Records

— START —

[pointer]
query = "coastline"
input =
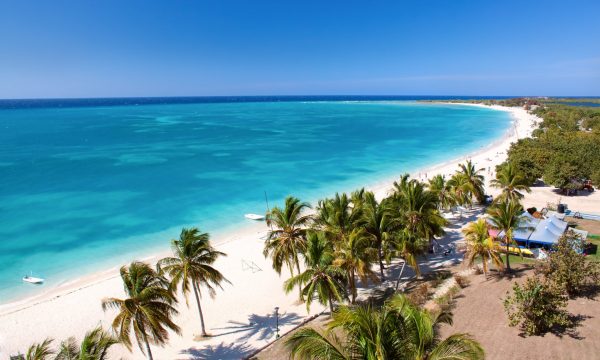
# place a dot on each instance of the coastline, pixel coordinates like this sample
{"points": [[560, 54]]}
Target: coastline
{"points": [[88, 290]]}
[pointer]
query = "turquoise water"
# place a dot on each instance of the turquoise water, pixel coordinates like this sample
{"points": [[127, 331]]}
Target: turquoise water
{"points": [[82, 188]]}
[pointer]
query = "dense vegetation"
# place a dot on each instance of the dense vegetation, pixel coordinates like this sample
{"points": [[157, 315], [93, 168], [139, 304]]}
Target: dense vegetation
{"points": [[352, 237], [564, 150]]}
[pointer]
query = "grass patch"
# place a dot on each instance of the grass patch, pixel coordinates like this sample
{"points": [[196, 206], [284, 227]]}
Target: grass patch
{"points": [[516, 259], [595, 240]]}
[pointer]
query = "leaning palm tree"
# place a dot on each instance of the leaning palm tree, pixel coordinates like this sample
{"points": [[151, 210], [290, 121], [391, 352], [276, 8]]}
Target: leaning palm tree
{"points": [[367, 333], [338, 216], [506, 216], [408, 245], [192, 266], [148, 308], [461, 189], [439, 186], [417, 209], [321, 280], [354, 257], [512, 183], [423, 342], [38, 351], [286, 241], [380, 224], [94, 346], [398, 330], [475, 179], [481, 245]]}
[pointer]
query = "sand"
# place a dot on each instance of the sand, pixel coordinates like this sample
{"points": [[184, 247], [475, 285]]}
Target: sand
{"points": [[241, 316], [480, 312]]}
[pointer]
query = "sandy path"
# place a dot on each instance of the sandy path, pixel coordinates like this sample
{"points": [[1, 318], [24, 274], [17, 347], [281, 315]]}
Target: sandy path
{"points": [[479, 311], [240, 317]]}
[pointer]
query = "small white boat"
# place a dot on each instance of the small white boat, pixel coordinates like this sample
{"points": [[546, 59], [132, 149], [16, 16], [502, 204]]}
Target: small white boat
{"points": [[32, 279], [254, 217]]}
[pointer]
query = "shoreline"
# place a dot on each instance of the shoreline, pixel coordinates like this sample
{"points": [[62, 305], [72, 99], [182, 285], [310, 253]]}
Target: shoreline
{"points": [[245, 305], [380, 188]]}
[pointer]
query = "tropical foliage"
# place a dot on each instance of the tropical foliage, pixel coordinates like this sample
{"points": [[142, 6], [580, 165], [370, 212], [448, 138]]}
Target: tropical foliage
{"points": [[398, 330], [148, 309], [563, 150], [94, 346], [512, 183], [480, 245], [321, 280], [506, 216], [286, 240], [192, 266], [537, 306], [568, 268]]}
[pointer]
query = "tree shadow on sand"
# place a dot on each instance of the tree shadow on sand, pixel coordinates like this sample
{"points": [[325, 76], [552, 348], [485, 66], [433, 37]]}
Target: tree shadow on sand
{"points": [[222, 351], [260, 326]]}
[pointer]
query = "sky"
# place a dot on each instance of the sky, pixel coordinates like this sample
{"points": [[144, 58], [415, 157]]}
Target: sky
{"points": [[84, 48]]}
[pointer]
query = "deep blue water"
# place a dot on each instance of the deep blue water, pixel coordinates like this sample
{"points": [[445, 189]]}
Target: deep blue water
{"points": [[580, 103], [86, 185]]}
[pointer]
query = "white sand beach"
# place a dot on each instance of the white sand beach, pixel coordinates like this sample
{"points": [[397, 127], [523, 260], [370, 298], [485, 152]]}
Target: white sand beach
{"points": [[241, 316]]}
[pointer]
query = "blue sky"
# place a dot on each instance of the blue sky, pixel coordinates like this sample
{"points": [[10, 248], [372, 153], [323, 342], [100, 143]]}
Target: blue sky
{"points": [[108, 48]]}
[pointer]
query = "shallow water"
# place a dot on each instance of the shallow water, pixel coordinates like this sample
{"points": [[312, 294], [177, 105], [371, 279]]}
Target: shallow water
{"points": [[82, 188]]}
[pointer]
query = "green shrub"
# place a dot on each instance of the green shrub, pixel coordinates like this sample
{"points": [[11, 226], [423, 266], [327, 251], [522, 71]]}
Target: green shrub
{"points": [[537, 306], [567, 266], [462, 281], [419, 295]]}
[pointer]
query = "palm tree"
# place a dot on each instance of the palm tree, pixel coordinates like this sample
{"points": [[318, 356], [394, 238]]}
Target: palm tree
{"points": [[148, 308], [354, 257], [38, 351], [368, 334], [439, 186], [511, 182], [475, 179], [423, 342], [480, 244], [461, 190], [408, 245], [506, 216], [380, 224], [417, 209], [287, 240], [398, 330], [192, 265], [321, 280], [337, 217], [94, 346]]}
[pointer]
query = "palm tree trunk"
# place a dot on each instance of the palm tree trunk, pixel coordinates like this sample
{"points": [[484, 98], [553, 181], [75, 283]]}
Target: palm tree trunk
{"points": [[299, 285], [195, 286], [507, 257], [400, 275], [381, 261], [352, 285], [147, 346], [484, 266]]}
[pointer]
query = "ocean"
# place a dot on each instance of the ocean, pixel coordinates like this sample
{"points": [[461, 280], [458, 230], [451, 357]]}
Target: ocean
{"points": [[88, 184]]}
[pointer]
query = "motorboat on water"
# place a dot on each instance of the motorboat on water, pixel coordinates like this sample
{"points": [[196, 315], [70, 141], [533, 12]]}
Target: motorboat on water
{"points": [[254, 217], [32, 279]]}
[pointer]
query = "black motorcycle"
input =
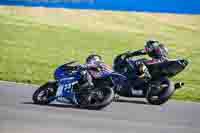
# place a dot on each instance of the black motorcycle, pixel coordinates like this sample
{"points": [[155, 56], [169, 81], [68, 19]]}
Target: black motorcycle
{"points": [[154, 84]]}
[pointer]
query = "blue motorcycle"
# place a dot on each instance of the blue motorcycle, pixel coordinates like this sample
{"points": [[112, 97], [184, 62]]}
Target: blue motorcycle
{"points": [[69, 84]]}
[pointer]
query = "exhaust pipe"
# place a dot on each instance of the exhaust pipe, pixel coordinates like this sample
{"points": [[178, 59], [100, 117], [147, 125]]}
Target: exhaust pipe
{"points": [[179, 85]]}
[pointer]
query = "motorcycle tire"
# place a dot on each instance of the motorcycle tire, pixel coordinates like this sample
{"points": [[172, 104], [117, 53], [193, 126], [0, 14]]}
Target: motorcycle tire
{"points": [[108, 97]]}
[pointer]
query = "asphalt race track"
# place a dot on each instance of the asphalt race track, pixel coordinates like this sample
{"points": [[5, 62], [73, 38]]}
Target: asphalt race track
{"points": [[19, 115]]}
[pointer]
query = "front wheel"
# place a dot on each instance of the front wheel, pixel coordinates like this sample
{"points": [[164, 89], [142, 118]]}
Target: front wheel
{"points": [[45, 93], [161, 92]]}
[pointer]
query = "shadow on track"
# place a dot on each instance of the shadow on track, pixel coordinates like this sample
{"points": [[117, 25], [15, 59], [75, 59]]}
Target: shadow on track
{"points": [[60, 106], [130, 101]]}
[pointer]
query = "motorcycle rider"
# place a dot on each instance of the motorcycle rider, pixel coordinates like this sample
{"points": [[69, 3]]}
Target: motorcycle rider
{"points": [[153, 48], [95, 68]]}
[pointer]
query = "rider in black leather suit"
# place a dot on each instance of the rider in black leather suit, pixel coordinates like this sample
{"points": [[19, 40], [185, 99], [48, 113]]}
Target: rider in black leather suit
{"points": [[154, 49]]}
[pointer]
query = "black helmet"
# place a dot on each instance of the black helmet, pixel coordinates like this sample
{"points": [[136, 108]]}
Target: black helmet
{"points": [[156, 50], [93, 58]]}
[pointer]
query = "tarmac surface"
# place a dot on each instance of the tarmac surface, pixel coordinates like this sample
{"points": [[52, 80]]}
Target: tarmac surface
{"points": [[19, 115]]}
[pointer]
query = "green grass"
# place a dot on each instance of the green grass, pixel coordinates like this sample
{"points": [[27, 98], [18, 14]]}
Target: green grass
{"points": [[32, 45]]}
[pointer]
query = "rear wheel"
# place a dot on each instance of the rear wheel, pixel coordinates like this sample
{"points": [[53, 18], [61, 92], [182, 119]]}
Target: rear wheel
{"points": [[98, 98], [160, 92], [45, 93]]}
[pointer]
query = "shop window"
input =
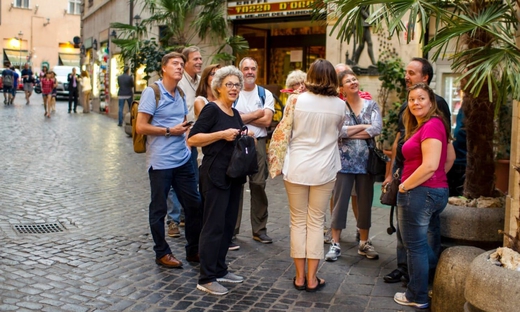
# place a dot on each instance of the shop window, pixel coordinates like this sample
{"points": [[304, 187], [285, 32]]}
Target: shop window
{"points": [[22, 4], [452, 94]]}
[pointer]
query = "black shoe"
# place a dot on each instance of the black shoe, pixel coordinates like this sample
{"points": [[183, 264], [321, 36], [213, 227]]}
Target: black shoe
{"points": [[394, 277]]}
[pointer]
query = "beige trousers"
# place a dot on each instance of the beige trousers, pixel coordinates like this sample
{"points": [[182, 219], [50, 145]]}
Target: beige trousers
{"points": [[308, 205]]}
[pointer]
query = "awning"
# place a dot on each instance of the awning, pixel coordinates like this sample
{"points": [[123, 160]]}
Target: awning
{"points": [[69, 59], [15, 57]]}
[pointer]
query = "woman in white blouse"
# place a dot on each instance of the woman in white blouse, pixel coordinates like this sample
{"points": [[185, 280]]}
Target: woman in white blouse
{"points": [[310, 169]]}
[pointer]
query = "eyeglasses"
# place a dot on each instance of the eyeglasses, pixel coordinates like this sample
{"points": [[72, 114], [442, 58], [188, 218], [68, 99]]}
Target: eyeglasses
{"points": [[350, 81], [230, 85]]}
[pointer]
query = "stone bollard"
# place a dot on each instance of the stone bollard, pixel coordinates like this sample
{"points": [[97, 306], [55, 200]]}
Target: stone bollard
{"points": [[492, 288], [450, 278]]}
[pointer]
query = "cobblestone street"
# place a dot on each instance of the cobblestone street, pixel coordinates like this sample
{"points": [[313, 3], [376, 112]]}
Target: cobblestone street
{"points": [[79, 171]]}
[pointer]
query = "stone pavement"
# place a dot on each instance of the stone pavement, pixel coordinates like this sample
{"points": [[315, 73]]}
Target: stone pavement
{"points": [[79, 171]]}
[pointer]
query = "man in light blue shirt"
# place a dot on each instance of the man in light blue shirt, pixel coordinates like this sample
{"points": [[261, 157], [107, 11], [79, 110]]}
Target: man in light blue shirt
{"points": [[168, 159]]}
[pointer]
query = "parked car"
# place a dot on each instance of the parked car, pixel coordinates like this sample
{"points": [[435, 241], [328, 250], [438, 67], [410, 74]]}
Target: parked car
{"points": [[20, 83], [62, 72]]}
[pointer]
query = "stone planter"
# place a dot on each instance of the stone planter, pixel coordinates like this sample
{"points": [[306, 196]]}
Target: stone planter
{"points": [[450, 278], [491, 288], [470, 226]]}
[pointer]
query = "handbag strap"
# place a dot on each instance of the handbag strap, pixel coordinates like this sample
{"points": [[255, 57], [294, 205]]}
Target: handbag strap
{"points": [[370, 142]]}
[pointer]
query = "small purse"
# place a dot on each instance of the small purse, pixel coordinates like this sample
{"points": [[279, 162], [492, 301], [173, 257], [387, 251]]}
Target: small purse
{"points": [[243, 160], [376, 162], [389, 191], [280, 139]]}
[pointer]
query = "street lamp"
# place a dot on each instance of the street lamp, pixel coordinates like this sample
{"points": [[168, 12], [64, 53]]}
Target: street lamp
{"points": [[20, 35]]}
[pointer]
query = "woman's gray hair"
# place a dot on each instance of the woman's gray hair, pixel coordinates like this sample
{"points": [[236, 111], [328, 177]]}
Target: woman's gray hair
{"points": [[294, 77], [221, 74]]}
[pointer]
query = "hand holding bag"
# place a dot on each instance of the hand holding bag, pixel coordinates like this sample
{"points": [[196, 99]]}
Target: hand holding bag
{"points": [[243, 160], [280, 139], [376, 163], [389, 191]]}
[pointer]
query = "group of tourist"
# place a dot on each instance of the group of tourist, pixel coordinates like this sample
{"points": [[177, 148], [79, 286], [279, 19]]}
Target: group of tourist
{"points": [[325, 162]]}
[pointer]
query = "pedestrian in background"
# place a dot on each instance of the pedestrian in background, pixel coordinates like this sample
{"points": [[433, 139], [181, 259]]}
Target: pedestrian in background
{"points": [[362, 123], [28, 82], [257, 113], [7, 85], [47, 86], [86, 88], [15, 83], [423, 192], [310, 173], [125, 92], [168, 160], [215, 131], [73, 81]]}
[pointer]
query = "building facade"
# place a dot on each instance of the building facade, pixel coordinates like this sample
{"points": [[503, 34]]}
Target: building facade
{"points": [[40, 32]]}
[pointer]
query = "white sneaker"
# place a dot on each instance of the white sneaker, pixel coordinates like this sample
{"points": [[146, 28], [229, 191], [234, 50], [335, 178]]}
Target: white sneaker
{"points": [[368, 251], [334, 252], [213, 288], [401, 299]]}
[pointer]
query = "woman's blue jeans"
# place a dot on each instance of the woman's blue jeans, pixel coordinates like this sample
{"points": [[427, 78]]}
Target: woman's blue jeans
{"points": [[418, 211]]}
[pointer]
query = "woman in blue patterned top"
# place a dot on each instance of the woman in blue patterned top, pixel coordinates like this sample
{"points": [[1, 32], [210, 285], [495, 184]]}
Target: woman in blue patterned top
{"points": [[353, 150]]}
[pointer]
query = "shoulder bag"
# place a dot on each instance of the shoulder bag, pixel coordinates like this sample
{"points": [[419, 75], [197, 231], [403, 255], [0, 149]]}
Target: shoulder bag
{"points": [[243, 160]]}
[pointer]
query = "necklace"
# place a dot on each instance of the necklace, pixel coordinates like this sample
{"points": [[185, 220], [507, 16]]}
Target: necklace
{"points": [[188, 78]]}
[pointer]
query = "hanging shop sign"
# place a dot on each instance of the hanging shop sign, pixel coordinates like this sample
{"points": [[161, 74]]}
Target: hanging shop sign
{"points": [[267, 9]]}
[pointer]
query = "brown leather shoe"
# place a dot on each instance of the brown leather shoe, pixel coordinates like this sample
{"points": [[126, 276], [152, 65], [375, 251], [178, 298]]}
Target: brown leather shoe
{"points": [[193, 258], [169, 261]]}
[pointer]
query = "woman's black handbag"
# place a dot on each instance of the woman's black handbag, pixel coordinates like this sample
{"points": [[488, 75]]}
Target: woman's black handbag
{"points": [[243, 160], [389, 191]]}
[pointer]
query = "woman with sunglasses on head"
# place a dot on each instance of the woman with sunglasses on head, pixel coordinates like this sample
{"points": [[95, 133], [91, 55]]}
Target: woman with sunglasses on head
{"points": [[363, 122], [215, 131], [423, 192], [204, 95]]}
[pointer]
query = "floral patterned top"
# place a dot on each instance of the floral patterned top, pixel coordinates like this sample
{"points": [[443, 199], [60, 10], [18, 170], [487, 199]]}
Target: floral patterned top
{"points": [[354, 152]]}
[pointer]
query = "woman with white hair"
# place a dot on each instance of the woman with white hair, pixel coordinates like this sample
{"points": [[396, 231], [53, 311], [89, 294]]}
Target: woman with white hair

— END —

◆ Problem details
Please extract every line of the material above that contains the string "jeans". Case counts.

◆ Expected answer
query = "woman's blue jeans"
# place a dot on each instance of the woman's blue jeans, pixel coordinates like this sample
Target: woman's blue jeans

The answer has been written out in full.